_指示文 A_:
抜粋文について、次の問いに答えなさい。
(i) 朝食には何を選んだか。
(ii) 到着した温泉の名前は何か。
(iii) 食堂にいたお年寄りグループは何を飲んでいたか。
_指示文 B_: 抜粋文の内容を二文で要約しなさい。
_指示文 C_: 抜粋文のうち、「いろいろほうり出して旅に出たことに、」という語句を含む部分で始まり「おなかも空いていないのに、お風呂のあとの食事もたのんで地下の風呂場へ。」で終わる箇所を、一字一句変えずに書き写しなさい。

━━━ 抜粋文

2018年7月6日金曜日

逃亡者のある一日

べつに、つらいことがあるわけじゃなかった。
なやみごとがあって、もんもんとしているわけでも、なかった。

朝目覚めたとき、ふと
「逃げようか」
と思っただけ。

ベランダの戸を開けたら「はとエアライン」が待機しており
それに乗っかっただけのはなし。
行った先で、おいしいものを食べることができるかもしれないから
朝食は「おはよう!商店」の、かわらぐみとくわの実にした。


いろいろほうり出して旅に出たことに、
罪悪感はまったくなかった。
それより
どこかに泊まっちゃおうか、などと夢は広がる。
山奥の、さらに奥へ進んだところにある、
「すべすべ温泉ねこぞの」に到着。

お風呂までの坂道で、はちわれが溶けそうになって寝ていた。
思っていたより、ずっと鄙びた雰囲気に気をよくして
おなかも空いていないのに、お風呂のあとの食事もたのんで地下の風呂場へ。

廊下の赤いじゅうたんといい
かしいだ階段といい
脱衣所の棚の低さといい
これは「鄙びた」なんてもんじゃない。

わたしが出たから、いま貸切だよ、
とおばあさんが
髪を乾かしながら笑う。
そうなんだ、うれしいな、
と答えながらも
実は(帰らないで)と心の中でつぶやいていた。

露天風呂は崖の下にあり
木や竹の根がむきだしになっているのをながめて湯に浸かっていると
内湯に続く引き戸が、激しく閉められた。
誰かが入ってきたのだ。

しばらくして内湯に戻り、その人の方を見ると
こちらに背を向けて、ものすごい勢いで長い髪を洗っていた。
たまにこちらを振りかえり、凝視&静止。
かれこれ、15分以上はそれを続けているその人がだんだん怖くなり
風呂をあがった。

しっかり温まったおかげで汗がとまらず
扇風機の風を浴びながら、身支度を整えていると
今度は内湯から脱衣所への引き戸が、激しく開けて閉められた。

もう化粧なんてどうでもいい、と
ほうほうのていで荷物を抱えて食堂へ。
お昼どきを越えた鄙びた食堂には
焼酎をボトルでとって飲んでいるお年寄りグループがひと組。
酔いでまわらぬ舌で、艶話・・・というよりエロ話を無限ループ。

━━━━━━
━━━ 提供データ

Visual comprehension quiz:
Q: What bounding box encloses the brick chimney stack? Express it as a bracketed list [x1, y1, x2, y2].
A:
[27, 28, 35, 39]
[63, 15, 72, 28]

━━━━━━

_正答 A_:
(i) 「おはよう!商店」のかわらぐみとくわの実
(ii) 「すべすべ温泉ねこぞの」
(iii) ボトルでとった焼酎

_正答 B_: ある朝ふと逃げようと思った語り手は、「はとエアライン」に乗って山奥の「すべすべ温泉ねこぞの」に着き、その鄙びた雰囲気に気をよくして風呂のあとの食事もたのんだ。風呂では、長い髪を激しく洗いながらこちらを凝視する人がだんだん怖くなって上がり、荷物を抱えて食堂へ行くと、焼酎を飲むお年寄りグループがエロ話を繰り返していた。

_正答 C_:
いろいろほうり出して旅に出たことに、
罪悪感はまったくなかった。
それより
どこかに泊まっちゃおうか、などと夢は広がる。
山奥の、さらに奥へ進んだところにある、
「すべすべ温泉ねこぞの」に到着。

お風呂までの坂道で、はちわれが溶けそうになって寝ていた。
思っていたより、ずっと鄙びた雰囲気に気をよくして
おなかも空いていないのに、お風呂のあとの食事もたのんで地下の風呂場へ。